→ Task list:
- A) Reproduce the part of the solo-trip selfie post that begins at the words "Are you excited" and stops after the words "overlooking downtown Miami.".
- B) Carry on the solo-trip selfie post from its last sentence.

→ Provided passage:
▬▬▬▬▬▬▬▬▬▬

Author: Dana

How to Take FOMO worthy Selfies on a Solo Trip

How to Take FOMO worthy Selfies on a Solo Trip

Are you excited about your upcoming solo trip!?  Great!  Are you worried about how to get awesome pictures when you’re alone?  Good news, you don’t have to miss any of your favorite photo ops!  In this post, I will show you some of my favorite photos from solo trips, and explain how you can use these techniques to get great photos on your trip.  You don’t need any fancy equipment.  A smartphone with a camera is all you need to get great pictures.

Use the selfie mode on your camera:

Stand in front of a beautiful scene you’d like to capture, then turn on front facing camera.  Look at the screen and pay attention to the background.  I moved the camera around a bit in order to find the best shot for this photo overlooking downtown Miami.

 

 

 

 

Use the timer feature and a rock:

To get this picture, I set my camera to selfie mode (front facing camera), and added a 10 second timer.  I leaned my phone against a rock, hit the button, and hurried into place at Capital Reef National Park in Utah.

 

 

 

 

 

Use selfie mode and take video:

For this one, I set my camera to selfie mode and leaned it against a rock again.  This time, I skipped the timer.  Instead, I turned on the video camera to capture a video of the entire jump.  Then I chose the best frame from the video.  Note that when you use the video camera, the quality isn’t as good.

 

 

 

 

Ask a stranger:

When I was at the Grand Canyon, many strangers asked if I wanted help taking my picture.  But that’s not always the case.  If you have trouble asking strangers to take your picture, look for people trying to get a group photo/selfie.  Offer to take their picture, then ask for them to take your picture in return.

▬▬▬▬▬▬▬▬▬▬

→ Given information:
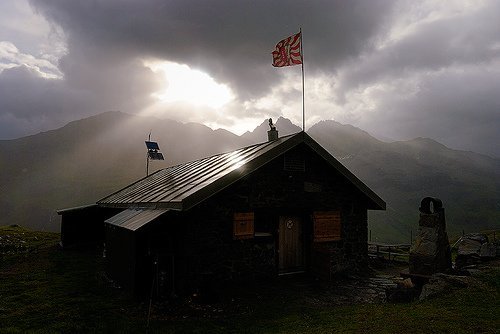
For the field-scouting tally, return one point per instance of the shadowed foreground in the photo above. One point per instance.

▬▬▬▬▬▬▬▬▬▬

→ The replies:
- A)
Are you excited about your upcoming solo trip!?  Great!  Are you worried about how to get awesome pictures when you’re alone?  Good news, you don’t have to miss any of your favorite photo ops!  In this post, I will show you some of my favorite photos from solo trips, and explain how you can use these techniques to get great photos on your trip.  You don’t need any fancy equipment.  A smartphone with a camera is all you need to get great pictures.

Use the selfie mode on your camera:

Stand in front of a beautiful scene you’d like to capture, then turn on front facing camera.  Look at the screen and pay attention to the background.  I moved the camera around a bit in order to find the best shot for this photo overlooking downtown Miami.

- B)
 

 

Make friends:

If you’re staying at a hostel, chances are good that you’ll go sight-seeing or out on the town with some of the other guests.  Use this opportunity to get pictures of you and your new best friends.  Clearly, I need to use this option more often.  I had to cheat and use a picture from World Domination Summit in Portland, OR.  A group of us stayed at a hostel together, but we knew each other before the conference.

 

 

 

Take pictures without you in it:

Finally, who says you have to be in every single picture?  Sometimes it’s better to capture the moment without people in the photo.  Sometimes you’ve already tried all of the above options, and didn’t quite get the shot you wanted.  This picture was taken at the Sunshine Skyway South Fishing Pier on a road trip.

 

 

 

 

Bonus:

Having trouble finding a rock to lean your phone against?  Try a small $10 smartphone tripod like this one.  The legs can bend in any direction, and it’s small enough to fit in your carry-on suitcase.

 

I have never used a selfie stick, but if I ever do, I’ll let you know how it goes.

What are your favorite ways to take pictures while travelling solo?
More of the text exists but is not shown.